### INSTRUCTIONS FOR THE TASK
Keep to one stretch of the data below, the lines from the one with "[(384, 491), (203, 299), (60, 325), (264, 636)]" up to and including the one with "279), (1141, 463)]]", and return that stretch exactly.

DATA SECTION below:

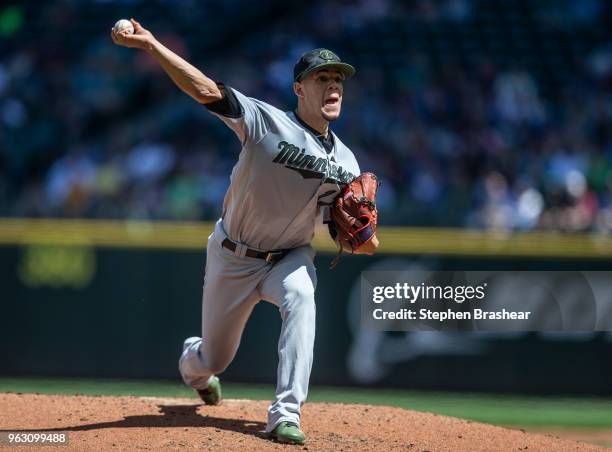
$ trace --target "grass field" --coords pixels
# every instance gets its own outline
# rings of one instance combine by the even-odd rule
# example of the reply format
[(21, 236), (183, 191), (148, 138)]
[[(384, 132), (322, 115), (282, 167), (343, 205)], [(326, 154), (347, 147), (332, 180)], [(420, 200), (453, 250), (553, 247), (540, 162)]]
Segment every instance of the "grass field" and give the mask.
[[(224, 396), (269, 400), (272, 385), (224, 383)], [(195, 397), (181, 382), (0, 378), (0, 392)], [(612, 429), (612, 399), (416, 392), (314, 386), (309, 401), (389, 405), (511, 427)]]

End of DATA SECTION.
DATA SECTION below:

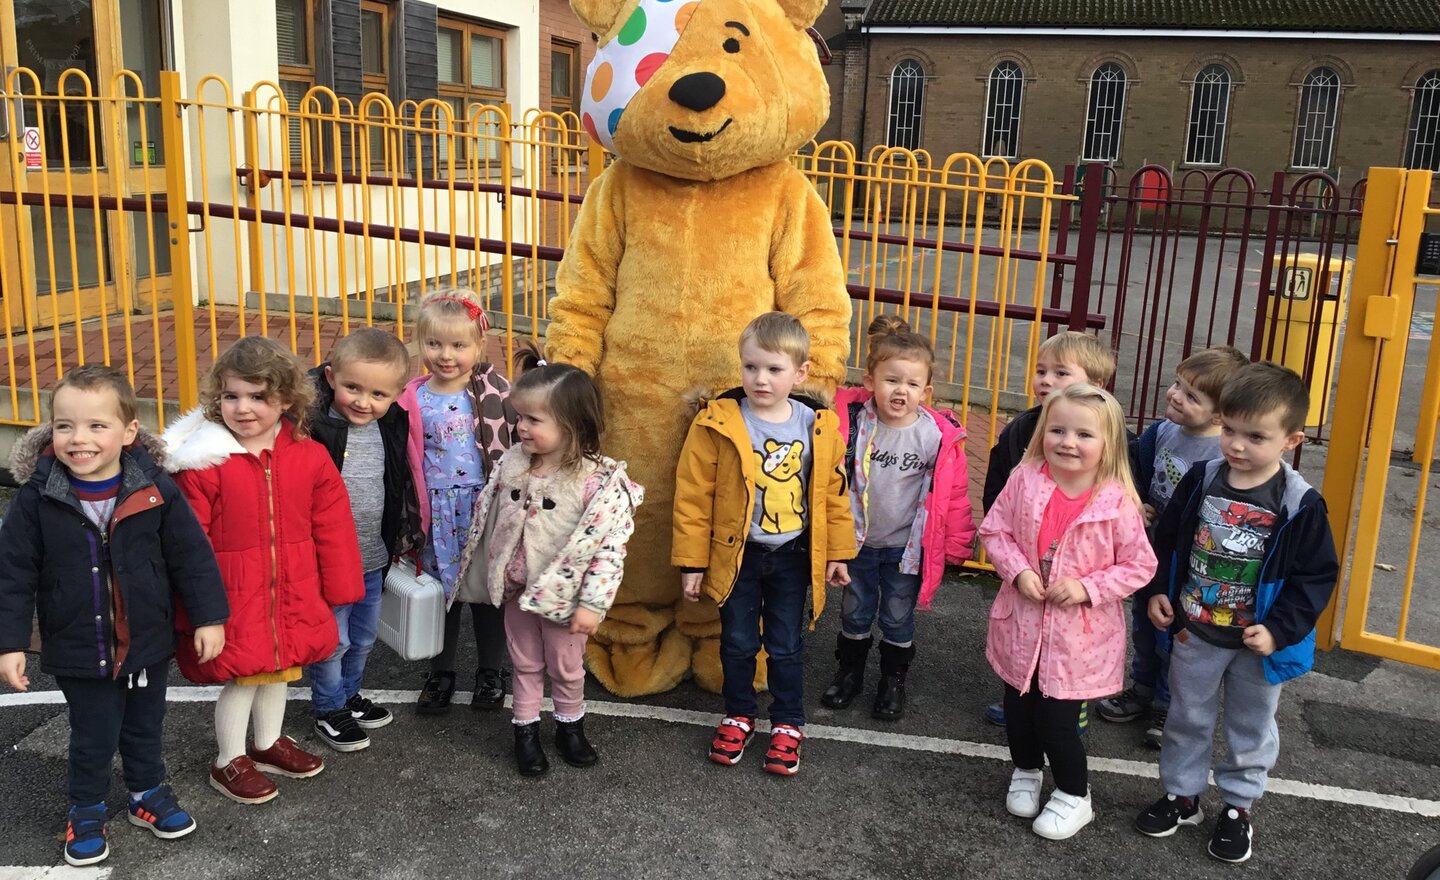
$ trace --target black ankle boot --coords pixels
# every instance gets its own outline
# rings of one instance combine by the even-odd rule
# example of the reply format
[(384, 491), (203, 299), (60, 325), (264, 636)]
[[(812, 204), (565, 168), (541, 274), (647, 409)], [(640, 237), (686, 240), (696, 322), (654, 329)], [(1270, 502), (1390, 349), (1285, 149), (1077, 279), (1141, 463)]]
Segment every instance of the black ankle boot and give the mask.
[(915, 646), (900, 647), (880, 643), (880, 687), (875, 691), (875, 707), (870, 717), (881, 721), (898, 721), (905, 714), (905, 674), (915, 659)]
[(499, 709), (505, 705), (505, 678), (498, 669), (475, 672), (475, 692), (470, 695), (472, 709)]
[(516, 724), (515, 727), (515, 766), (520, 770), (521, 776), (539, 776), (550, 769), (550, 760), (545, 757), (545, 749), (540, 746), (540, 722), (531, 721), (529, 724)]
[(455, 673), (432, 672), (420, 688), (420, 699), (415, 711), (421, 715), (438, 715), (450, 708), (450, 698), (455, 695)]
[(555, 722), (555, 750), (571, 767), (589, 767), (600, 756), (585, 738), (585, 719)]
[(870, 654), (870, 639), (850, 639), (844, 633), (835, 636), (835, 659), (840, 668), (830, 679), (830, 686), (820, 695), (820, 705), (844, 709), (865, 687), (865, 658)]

End of DATA SECTION.

### WORKED SOLUTION
[(384, 491), (203, 299), (60, 325), (264, 636)]
[[(812, 204), (565, 168), (541, 274), (647, 409)], [(640, 237), (686, 240), (696, 322), (654, 329)], [(1270, 502), (1390, 349), (1285, 149), (1077, 279), (1141, 463)]]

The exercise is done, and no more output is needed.